_DOCUMENT PASSAGE_

-------

Being at home has taken on a new meaning in the last 13-months. Conceptions of work-life balance have slowly been whittled away given many of the new challenges that have presented themselves amidst COVID-19. This larger concept of home is being unpacked in the current exhibition on view at Matthew Marks Gallery in Chelsea. The group show features several art world heavy hitters such as – Alex Da Corte, Thomas Demand, Peter Fischli and David Weiss, Lucien Freud, Robert Gober, Nan Goldin, Charles Ray and Ken Price. While many of these artists and their practices may seem at odds normally, they have come together here in an almost perfect formulation. The common thread that ties all of the works together is considering the larger space of home and domesticity and what that looks like through each of their unique perspectives on “Home Life.”
What does home look like to each of these artists? And how has the concept of home changed in this current space and time? These are the two questions I kept returning to while viewing “Home Life.” While many people have been sheltering in place for over a year in some instances, the concept of home may seem a bit overdone. However, within the context of this latest show at Matthew Marks, home gets a remake and is looked at with fresh eyes. The show, which takes its name from a series of Lucian Freud pen and ink drawings, is really helping to consider what domesticity is and does.
In Robert Gober’s brilliant 2020 piece Window, Curtain, Matches, he has fashioned a mini window scene within the gallery space. Complete with a weathered window frame containing glass, and paper-cut out snowflakes that have been taped to it, an almost empty matchbook, and curtains that have been fashioned from epoxy. Gober in his meticulous style has created a winter scene akin to what you might expect to find looking out his studio window.

-------

Stored items from a collection
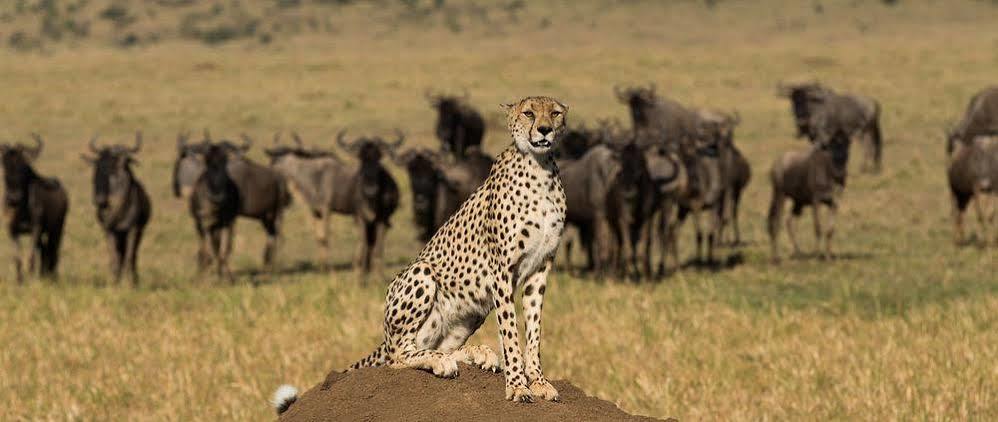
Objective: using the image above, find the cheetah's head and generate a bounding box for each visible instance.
[500,97,568,154]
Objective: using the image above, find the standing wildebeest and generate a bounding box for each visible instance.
[947,86,998,147]
[173,131,291,270]
[946,135,998,244]
[267,131,405,273]
[767,128,850,262]
[0,134,69,283]
[700,110,752,245]
[613,84,700,150]
[83,133,152,284]
[426,92,485,159]
[389,148,495,242]
[189,143,240,282]
[779,82,883,172]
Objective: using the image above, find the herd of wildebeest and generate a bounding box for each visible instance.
[0,82,998,283]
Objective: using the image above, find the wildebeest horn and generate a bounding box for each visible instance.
[388,128,405,150]
[613,85,627,101]
[28,133,45,157]
[239,133,253,152]
[128,130,142,154]
[336,129,355,152]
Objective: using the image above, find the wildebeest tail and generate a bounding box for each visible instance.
[270,384,298,416]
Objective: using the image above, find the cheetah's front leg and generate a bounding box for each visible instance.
[493,272,534,403]
[523,260,560,401]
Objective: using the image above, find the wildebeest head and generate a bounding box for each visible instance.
[0,133,44,208]
[613,84,655,126]
[426,91,468,150]
[392,148,441,240]
[83,132,142,210]
[173,129,252,198]
[777,82,828,138]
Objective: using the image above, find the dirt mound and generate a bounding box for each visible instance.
[280,364,655,422]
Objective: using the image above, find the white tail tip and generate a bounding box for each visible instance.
[270,384,298,415]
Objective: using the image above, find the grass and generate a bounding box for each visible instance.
[0,0,998,420]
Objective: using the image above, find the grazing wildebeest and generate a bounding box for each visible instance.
[947,86,998,147]
[83,133,152,284]
[613,84,699,150]
[946,135,998,244]
[426,92,485,158]
[189,143,240,282]
[666,131,724,264]
[392,148,494,242]
[779,82,883,172]
[767,128,850,262]
[267,131,405,273]
[558,145,620,272]
[700,110,752,245]
[173,131,291,271]
[0,134,69,283]
[605,142,662,277]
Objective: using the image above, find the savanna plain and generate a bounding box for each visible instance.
[0,0,998,420]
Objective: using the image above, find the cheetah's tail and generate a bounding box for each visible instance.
[270,384,298,416]
[347,342,388,371]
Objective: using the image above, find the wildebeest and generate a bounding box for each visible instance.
[267,130,405,273]
[426,92,485,158]
[0,134,69,283]
[779,82,883,172]
[767,128,850,262]
[392,148,495,242]
[666,135,724,264]
[189,143,240,282]
[558,145,620,272]
[83,133,152,284]
[613,84,699,149]
[946,135,998,244]
[947,86,998,147]
[699,110,752,245]
[173,131,291,270]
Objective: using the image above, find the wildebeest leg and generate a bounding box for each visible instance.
[11,236,24,284]
[312,210,329,271]
[124,227,142,286]
[104,231,121,283]
[953,195,970,245]
[766,188,786,262]
[353,218,369,274]
[262,218,279,272]
[786,202,803,256]
[371,221,388,276]
[731,192,742,245]
[815,203,838,259]
[811,202,825,257]
[216,225,236,284]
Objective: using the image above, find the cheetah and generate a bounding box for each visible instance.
[350,97,568,402]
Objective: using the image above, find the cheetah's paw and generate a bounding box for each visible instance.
[431,356,457,378]
[506,385,534,403]
[530,378,561,401]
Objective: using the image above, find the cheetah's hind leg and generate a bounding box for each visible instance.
[451,345,501,372]
[385,264,457,378]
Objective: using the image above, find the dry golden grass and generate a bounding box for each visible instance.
[0,0,998,420]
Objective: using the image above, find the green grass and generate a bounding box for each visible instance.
[0,0,998,420]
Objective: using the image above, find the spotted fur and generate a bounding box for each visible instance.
[351,97,568,402]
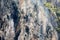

-------

_EXERCISE DESCRIPTION_
Please rewrite the exhibition review from "What does home" to "is and does.", putting "staying indoors" in place of "sheltering in place".

_RESULT_
What does home look like to each of these artists? And how has the concept of home changed in this current space and time? These are the two questions I kept returning to while viewing “Home Life.” While many people have been staying indoors for over a year in some instances, the concept of home may seem a bit overdone. However, within the context of this latest show at Matthew Marks, home gets a remake and is looked at with fresh eyes. The show, which takes its name from a series of Lucian Freud pen and ink drawings, is really helping to consider what domesticity is and does.